(JOB)
Turn the lines starting at the one that contains "Find the pink" and ending at the last line into a JSON list of strings, one string per line, with blank lines left out.

(Named-object pointing records)
=-=-=-=-=

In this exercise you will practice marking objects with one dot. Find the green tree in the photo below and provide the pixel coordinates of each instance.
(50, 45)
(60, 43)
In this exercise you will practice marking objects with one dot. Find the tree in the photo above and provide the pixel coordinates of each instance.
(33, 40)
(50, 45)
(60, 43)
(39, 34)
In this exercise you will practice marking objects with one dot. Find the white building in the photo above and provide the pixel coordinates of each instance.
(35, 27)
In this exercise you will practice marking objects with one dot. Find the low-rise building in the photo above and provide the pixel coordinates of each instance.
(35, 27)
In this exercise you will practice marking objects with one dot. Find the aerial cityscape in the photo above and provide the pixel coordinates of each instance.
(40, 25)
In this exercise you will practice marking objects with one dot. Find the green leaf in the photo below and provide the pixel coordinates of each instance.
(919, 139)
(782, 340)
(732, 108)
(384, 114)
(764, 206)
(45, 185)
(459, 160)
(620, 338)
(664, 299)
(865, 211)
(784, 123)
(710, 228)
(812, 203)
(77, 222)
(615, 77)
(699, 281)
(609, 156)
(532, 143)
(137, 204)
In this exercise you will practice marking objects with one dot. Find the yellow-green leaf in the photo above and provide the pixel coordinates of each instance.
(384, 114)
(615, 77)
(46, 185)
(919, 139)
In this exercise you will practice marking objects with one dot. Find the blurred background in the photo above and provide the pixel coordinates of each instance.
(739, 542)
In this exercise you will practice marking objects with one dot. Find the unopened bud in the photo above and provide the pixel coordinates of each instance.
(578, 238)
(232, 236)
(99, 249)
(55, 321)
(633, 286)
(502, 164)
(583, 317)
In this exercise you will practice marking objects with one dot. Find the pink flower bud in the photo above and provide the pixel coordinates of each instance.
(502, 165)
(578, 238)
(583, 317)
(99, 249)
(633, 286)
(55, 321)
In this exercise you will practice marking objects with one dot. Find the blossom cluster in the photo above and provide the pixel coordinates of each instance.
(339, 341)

=-=-=-=-=

(COMPLETE OUTPUT)
[
  "In this exercise you will practice marking objects with one dot. Find the pink flower bud in the photo above and provide the pixel coordinates of each instance.",
  "(502, 165)",
  "(578, 238)",
  "(583, 317)",
  "(99, 249)",
  "(633, 286)",
  "(55, 321)",
  "In this exercise you will practice marking objects with one dot. Find the blossom cluster in the photo above and provide the pixel coordinates of each instance.",
  "(339, 341)"
]